Stats blog 2 (Data wrangling)

Helen Li
3 min readMar 19, 2021

Today, I would like to share some knowledge related to tidy data and data wrangling learned from the previous statistics classes and STA303.

Tidy data:

There are three interrelated rules which make a dataset tidy

  1. Each variable must have its own column.
  2. Each observation must have its own row.
  3. Each value must have its own cell.

~ If a data (dataset) is not tidy, we can use the function pivot_longer() to make the data tidy so that it can follow the three interrelated rules.

Data wrangling: (Some R functions in R)

  1. Glimpse: glimpse lets us take a quick look at the data and variables in it and to figure out what type is each variable.
  2. Head: head lets us look at the top few rows.
  3. Str: str is an even more sophisticated glimpse that is quite good if we know there are some complicated structures with our data.
  4. View: view will open a new tab with a spreadsheet
  5. nrow(): it can check the number of rows
  6. distinct(): it can return a tibble with only the distinct rows from the original data.

→ Task to complete
Rewrite the blog post on tidy data from "Today, I would" up to and including "its own column.", changing "column" to "field".

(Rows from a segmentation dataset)
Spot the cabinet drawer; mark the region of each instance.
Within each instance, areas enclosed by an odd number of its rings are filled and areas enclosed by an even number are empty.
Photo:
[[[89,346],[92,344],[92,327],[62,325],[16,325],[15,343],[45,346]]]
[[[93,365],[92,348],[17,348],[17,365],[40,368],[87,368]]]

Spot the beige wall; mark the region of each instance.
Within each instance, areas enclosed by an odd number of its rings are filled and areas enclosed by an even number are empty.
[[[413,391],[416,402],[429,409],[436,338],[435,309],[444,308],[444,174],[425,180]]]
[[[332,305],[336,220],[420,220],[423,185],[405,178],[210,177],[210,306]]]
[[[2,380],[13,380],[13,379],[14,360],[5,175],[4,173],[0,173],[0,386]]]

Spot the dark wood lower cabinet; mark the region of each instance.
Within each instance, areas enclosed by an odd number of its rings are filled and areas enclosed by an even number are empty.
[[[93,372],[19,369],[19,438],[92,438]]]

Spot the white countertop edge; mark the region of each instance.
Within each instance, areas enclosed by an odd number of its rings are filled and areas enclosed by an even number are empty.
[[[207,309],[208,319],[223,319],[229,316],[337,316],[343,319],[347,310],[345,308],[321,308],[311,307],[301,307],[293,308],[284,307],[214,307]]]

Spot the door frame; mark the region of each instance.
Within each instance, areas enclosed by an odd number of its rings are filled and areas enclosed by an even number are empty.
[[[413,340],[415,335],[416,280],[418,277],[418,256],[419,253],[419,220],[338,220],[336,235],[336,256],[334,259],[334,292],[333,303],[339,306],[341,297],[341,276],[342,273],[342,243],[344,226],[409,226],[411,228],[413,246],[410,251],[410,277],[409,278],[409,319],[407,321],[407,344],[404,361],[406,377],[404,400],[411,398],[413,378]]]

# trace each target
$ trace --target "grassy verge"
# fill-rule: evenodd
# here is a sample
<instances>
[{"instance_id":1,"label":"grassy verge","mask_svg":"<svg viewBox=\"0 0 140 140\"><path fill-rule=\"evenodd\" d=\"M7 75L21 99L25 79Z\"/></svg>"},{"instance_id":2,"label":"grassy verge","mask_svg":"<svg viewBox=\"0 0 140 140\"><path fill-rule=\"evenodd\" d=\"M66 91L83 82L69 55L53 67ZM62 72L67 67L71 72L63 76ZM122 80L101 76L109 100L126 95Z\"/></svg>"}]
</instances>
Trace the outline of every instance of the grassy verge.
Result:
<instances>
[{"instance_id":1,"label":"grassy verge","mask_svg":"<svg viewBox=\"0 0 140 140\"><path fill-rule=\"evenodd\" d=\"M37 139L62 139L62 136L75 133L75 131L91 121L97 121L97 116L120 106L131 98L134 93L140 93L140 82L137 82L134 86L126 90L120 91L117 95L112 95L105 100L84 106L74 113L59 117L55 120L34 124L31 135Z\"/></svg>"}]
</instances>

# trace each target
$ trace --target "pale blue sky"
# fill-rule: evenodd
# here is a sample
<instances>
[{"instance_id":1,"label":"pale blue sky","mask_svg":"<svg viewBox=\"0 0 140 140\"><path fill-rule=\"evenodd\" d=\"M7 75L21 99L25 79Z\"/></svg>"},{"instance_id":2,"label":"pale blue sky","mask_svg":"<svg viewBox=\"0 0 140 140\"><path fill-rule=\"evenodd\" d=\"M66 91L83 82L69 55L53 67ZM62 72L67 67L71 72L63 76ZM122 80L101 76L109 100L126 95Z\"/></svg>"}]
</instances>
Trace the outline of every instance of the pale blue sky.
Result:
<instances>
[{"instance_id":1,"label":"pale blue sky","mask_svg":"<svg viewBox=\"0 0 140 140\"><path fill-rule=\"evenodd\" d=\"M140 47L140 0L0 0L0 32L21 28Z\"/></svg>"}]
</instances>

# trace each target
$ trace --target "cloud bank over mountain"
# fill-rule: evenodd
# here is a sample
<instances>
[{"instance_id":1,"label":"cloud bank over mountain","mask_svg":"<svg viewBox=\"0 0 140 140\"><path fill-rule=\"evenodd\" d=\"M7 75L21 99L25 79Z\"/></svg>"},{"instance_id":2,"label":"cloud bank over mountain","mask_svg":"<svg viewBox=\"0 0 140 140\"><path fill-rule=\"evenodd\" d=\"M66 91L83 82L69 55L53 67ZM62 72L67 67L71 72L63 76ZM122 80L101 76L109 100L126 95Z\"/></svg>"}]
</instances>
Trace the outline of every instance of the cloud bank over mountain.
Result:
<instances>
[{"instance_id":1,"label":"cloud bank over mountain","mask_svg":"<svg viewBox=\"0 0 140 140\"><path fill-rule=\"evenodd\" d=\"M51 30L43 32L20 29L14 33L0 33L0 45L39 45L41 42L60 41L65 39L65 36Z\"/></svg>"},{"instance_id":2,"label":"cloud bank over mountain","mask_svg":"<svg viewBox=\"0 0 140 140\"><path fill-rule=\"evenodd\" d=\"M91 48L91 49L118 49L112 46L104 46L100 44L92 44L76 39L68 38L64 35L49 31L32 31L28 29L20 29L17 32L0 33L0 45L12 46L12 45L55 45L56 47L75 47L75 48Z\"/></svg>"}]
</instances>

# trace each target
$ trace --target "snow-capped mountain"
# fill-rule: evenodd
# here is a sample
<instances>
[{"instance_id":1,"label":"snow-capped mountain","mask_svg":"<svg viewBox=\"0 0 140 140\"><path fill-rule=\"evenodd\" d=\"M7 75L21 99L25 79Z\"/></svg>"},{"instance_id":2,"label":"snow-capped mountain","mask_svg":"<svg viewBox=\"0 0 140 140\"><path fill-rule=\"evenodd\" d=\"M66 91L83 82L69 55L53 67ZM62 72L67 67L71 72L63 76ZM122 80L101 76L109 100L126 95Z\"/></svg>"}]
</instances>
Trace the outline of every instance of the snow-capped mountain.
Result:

→ Solution to the exercise
Today, I would like to share some knowledge related to tidy data and data wrangling learned from the previous statistics classes and STA303.

Tidy data:

There are three interrelated rules which make a dataset tidy

  1. Each variable must have its own field.